- Data for this task:
+ + + + + + +
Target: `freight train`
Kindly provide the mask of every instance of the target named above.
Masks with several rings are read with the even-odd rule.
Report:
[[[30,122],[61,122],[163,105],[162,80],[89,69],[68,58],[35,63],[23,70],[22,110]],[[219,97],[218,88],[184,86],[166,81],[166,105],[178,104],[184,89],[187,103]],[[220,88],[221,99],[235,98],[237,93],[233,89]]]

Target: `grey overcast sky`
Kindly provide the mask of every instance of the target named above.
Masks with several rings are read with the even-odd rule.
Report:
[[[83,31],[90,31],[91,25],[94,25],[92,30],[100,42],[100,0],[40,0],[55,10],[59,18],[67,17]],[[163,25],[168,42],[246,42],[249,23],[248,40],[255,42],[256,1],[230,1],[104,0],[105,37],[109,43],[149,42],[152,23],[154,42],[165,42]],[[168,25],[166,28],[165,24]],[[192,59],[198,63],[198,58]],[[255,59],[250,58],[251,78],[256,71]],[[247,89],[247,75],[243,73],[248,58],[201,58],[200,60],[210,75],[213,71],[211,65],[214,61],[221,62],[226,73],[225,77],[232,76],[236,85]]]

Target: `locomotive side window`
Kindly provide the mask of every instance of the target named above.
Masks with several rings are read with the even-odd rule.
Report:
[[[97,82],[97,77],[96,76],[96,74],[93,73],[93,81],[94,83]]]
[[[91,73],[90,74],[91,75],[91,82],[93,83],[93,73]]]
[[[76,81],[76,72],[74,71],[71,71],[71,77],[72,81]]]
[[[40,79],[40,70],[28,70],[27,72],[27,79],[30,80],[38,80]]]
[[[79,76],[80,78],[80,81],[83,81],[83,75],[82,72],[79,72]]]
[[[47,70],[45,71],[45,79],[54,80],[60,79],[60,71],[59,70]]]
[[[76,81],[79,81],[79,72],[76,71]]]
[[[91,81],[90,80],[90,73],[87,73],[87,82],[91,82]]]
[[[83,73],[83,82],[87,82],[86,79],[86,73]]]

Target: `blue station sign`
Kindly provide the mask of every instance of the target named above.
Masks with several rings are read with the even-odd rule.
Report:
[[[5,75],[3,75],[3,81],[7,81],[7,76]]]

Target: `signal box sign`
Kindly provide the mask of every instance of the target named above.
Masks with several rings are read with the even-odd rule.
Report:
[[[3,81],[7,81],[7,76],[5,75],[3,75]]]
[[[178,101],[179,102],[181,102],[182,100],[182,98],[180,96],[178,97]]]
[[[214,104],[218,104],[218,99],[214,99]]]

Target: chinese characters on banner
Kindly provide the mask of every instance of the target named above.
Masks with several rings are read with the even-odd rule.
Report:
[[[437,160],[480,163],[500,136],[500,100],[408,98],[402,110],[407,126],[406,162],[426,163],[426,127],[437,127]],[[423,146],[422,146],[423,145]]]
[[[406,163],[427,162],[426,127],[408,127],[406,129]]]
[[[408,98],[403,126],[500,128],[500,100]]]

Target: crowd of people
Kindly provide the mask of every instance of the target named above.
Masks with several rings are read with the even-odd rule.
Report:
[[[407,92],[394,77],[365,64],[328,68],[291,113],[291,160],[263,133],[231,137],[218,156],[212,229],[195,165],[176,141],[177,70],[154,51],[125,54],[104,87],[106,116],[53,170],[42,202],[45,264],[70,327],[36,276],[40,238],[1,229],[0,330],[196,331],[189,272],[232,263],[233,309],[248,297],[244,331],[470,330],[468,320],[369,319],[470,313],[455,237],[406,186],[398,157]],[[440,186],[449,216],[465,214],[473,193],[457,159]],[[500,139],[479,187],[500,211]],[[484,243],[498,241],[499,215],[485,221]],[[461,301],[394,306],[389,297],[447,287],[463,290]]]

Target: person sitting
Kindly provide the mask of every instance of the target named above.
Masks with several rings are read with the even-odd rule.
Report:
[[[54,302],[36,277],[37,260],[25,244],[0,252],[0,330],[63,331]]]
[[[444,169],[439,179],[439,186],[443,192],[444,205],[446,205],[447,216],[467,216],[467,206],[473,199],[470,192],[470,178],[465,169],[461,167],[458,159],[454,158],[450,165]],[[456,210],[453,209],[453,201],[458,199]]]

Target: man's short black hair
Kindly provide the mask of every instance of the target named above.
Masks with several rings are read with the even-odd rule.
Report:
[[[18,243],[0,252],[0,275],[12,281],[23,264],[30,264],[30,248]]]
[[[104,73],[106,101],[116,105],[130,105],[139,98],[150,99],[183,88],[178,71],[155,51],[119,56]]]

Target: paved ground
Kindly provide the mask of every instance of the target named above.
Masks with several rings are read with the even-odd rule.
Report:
+ + + + + + +
- Exercise instructions: Reproduce the stretch from the line containing "Target: person sitting" through the end of the material in full, requests included. Multiply every polygon coordinate in the answers by 2, rounding to whole numbers with halves rounded up.

- Task solution:
Target: person sitting
Kindly provide the mask of every instance of the target named above.
Masks with several rings are read with the even-odd rule.
Report:
[[[108,604],[72,554],[74,520],[50,488],[0,504],[0,660],[126,662]]]
[[[888,338],[878,358],[878,372],[886,384],[888,410],[892,410],[894,432],[934,432],[934,412],[946,398],[940,384],[940,356],[930,338],[922,334],[916,318],[908,316],[900,330]],[[912,420],[906,418],[906,402],[916,398]]]

Target: man's short black hair
Kindly provide the mask of every instance of the target named above.
Masks with several rings are read with the even-odd rule.
Report:
[[[36,486],[0,504],[0,550],[24,562],[46,528],[60,528],[60,496]]]
[[[208,146],[212,202],[232,210],[260,210],[278,196],[300,198],[366,176],[356,142],[310,102],[238,112]]]

Target: paved ground
Kindly provide the mask of every instance of the target named above.
Masks with several rings are read with the even-odd rule.
Report:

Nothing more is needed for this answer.